**Short problem 1**
Using the excerpt on spiky functions below, decide whether each statement agrees with it: (a) the cosine term in the Branin function introduces periodic multimodality; (b) skew-GPs avoid the cubic computational overhead of standard GPs; (c) the decision-tree surrogate keeps ambiguous pairs. For each, answer yes or no and quote the words of the excerpt that settle it.
**Short problem 2**
Summarize the excerpt on spiky functions below in two sentences.

The matrices $A_{ij}$ modulate spike width and spikiness.

Branin (2D):

$f(x) = -\Bigl[(x_2 - \frac{5.1}{4\pi^2}\,x_1^2 + \frac{5}{\pi}\,x_1 -6)^2 + 10(1-\frac{1}{8\pi})\cos x_1 +10\Bigr]$

The cosine term introduces periodic multimodality.

Michalewicz (5D):

$f(x) = -\sum_{i=1}^{5} \Bigl[\sin(x_i)\, (\sin(i\,x_i^2/\pi))^{2m}\Bigr]$

Large $m$ (e.g., $m=10$ ) produces extremely sharp valleys.

Other functions (Lévy, Schwefel, Holder Table, De Jong’s #5) are constructed to increase local oscillations, number of sharp wells, or high-order denominator terms, resulting in piecewise or highly oscillatory surfaces. Spiky variants may also be constructed by artificially introducing narrow Gaussian "bumps" at select points, as in the fortified Branin–Hoo function—yielding a new, localized minimum that dramatically increases optimization difficulty without changing global smoothness elsewhere (Jekel et al., 2019).

2. Impact on Surrogate Modeling: Gaussian Processes and Beyond

Spiky functions systematically violate the assumptions of stationarity and smoothness required for effective Gaussian Process (GP) modeling, particularly when standard RBF or Matérn kernels are used (Leenders et al., 16 Dec 2025). Key failure modes include:

Poor Local Fidelity: Smooth kernels are unable to capture rapid transitions, leading to signal averaging over sharp features and underestimation of local variability.
Over-smoothed Posteriors: Inability to resolve narrow spikes produces misleading posterior uncertainty estimates and hinders identification of true optima.
Slow Convergence: Optimization regret remains high because the surrogate model's predictive mean fails to reflect true optima amid sharp discontinuities.

Alternative models, such as skew-GPs (GPs with more flexible, non-stationarity–enabling kernels or hallucinated points), can partially mitigate these issues but still incur cubic computational overhead and struggle when faced with categorical data or high spike density.

3. Decision-Tree Surrogates for Spiky Functions

A decision-tree–based surrogate, as proposed in (Leenders et al., 16 Dec 2025), partitions the input space using a consistency score heuristic designed for preference pairs:

$S_c(k,t) = | n_R(k,t) - n_L(k,t) |$

where $n_R$ and $n_L$ count consistent winner–loser pairs split by feature $k$ at threshold $t$ . This approach discards ambiguous pairs, ensuring each tree leaf is homogeneous with respect to winner/loser status.

Entries from a point annotation set
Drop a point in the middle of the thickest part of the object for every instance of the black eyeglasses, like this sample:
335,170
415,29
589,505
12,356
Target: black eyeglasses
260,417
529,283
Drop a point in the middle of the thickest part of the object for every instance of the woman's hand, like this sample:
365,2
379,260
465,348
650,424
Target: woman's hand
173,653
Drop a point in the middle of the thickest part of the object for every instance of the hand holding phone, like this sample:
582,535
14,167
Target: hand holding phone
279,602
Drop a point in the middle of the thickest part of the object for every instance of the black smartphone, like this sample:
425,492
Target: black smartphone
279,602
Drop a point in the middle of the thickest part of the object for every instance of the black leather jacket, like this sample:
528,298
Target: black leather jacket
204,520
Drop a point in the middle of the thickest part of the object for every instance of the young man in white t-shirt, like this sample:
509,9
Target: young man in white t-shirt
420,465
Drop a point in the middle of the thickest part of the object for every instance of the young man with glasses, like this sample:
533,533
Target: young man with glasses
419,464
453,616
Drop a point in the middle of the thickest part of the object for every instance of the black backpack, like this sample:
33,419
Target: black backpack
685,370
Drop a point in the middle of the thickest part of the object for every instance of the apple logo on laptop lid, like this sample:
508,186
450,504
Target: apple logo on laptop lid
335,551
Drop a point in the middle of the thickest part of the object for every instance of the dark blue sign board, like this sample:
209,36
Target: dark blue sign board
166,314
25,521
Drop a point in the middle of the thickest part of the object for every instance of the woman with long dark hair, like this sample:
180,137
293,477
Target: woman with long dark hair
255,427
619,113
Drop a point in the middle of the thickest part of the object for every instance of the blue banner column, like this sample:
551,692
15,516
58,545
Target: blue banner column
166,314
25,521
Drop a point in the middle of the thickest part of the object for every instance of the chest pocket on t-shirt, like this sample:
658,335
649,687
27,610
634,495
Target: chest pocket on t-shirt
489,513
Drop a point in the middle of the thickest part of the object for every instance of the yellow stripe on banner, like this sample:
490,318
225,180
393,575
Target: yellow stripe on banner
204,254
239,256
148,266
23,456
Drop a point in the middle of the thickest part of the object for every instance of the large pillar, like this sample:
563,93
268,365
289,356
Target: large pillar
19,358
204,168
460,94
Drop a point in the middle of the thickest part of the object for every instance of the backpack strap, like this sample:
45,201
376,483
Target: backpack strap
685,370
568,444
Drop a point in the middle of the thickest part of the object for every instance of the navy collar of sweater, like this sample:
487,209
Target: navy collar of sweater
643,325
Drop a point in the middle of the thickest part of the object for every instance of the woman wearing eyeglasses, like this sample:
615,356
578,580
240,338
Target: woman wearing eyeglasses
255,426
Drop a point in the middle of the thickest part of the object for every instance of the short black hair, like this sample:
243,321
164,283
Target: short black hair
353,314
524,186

**Right answer 1**
(a) Yes: "The cosine term introduces periodic multimodality."
(b) No: "still incur cubic computational overhead"
(c) No: "This approach discards ambiguous pairs"

**Right answer 2**
Spiky test functions such as Branin and Michalewicz have terms or added bumps that create periodic multimodality, sharp valleys, or new localized minima, and these features violate the stationarity and smoothness assumptions of Gaussian Process surrogates, causing poor local fidelity, over-smoothed posteriors, and slow convergence. A decision-tree surrogate instead partitions the input space with a consistency score over preference pairs and discards ambiguous pairs, so each leaf is homogeneous with respect to winner/loser status.